▶ [Assignment]:
For each line in the data below that holds "trunk", return a copy.

════════

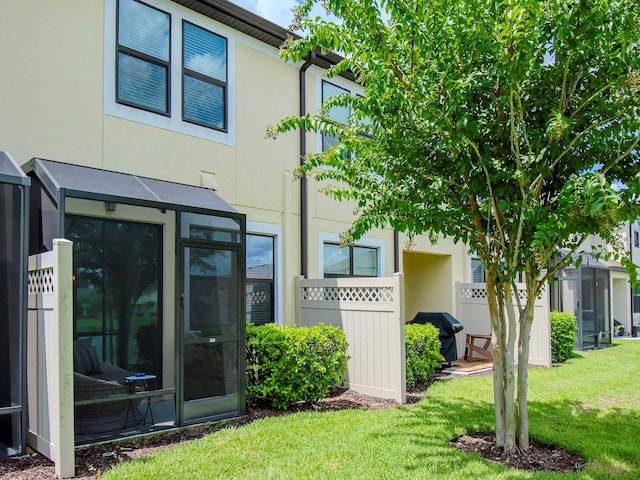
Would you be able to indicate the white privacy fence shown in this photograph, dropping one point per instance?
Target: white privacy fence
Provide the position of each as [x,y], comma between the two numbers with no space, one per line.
[50,357]
[473,313]
[371,313]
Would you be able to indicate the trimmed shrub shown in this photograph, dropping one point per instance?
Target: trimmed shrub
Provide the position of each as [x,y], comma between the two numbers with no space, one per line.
[563,334]
[289,364]
[422,347]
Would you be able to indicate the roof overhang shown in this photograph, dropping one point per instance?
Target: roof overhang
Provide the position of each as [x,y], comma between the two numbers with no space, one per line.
[257,27]
[10,172]
[64,180]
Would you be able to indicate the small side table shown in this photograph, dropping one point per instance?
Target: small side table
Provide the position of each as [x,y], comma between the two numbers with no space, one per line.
[142,381]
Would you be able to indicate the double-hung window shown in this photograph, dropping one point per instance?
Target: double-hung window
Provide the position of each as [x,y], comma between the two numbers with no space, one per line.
[260,294]
[351,261]
[171,69]
[204,80]
[143,59]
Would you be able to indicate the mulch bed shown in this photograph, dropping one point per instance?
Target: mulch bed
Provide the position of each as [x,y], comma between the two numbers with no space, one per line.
[93,460]
[537,458]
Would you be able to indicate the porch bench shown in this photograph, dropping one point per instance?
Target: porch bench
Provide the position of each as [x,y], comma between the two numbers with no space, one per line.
[94,410]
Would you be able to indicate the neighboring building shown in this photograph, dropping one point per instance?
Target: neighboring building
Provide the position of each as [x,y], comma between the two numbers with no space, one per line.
[126,114]
[599,292]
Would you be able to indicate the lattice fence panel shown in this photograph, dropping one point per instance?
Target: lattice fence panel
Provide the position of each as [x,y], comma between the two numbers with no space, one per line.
[257,298]
[481,293]
[40,281]
[474,293]
[348,294]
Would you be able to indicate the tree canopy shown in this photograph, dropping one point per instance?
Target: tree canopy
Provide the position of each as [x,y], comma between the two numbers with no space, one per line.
[512,126]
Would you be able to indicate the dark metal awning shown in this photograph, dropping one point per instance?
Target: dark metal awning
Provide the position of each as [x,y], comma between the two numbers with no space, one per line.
[66,180]
[10,172]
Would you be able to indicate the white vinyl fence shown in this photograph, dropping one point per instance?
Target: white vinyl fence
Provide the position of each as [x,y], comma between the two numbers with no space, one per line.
[473,313]
[371,313]
[50,357]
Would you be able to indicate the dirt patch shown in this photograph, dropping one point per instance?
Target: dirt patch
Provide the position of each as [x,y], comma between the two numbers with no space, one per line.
[537,457]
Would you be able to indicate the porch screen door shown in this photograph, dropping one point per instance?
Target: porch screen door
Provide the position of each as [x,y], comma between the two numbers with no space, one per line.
[210,376]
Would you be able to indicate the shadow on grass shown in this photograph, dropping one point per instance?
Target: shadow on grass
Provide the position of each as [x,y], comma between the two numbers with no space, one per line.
[608,439]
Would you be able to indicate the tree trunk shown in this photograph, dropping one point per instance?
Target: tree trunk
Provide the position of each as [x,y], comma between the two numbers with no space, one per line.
[511,321]
[497,348]
[526,322]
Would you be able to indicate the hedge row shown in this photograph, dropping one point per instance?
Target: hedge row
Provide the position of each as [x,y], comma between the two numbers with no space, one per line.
[563,334]
[422,347]
[288,364]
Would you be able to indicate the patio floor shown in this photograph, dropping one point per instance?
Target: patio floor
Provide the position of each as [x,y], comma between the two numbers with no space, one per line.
[468,367]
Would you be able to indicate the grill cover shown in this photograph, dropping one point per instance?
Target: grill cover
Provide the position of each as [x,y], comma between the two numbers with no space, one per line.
[448,326]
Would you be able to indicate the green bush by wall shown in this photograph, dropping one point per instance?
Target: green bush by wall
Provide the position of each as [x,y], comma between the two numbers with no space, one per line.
[422,347]
[563,333]
[289,364]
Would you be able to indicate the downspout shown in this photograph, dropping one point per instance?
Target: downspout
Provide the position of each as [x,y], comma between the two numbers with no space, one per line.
[630,281]
[304,243]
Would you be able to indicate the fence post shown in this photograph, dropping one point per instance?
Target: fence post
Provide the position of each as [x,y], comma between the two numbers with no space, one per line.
[59,360]
[298,297]
[399,308]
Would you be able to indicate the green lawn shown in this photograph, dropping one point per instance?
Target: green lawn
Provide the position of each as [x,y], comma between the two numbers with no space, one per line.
[591,405]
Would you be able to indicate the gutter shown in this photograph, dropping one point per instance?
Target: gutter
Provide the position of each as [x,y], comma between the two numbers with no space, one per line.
[304,240]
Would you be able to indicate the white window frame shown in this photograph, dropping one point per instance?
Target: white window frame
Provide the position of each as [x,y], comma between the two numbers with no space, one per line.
[174,122]
[275,231]
[378,244]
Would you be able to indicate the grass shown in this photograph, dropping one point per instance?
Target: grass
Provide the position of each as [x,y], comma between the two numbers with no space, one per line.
[591,405]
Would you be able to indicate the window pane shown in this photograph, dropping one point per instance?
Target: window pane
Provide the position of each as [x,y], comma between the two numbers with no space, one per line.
[259,257]
[144,29]
[221,375]
[336,260]
[116,290]
[477,270]
[203,102]
[365,261]
[205,52]
[142,83]
[328,141]
[213,293]
[339,114]
[209,227]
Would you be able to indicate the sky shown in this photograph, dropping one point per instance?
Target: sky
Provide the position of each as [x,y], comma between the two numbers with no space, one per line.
[277,11]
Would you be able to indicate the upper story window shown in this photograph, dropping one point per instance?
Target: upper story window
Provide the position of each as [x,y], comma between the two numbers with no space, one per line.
[171,68]
[143,56]
[351,261]
[338,114]
[204,82]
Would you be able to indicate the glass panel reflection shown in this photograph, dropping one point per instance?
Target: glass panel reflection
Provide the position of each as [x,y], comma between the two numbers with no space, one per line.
[210,370]
[213,293]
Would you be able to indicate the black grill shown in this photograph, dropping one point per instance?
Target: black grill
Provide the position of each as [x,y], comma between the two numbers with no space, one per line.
[448,326]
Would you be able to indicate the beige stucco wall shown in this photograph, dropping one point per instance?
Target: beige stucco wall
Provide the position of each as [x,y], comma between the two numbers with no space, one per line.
[52,97]
[51,80]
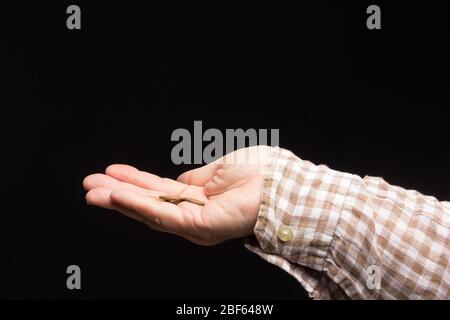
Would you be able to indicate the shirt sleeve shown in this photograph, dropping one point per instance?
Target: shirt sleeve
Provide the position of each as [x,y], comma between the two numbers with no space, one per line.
[346,237]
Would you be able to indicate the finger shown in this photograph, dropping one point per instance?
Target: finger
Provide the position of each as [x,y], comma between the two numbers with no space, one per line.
[128,174]
[199,176]
[166,215]
[100,197]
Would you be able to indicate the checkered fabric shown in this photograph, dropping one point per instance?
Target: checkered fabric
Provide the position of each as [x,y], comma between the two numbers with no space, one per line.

════════

▶ [Final answer]:
Would you be able to indicate the tree trunk shown in this photograph, dropping one point per instance?
Target: tree trunk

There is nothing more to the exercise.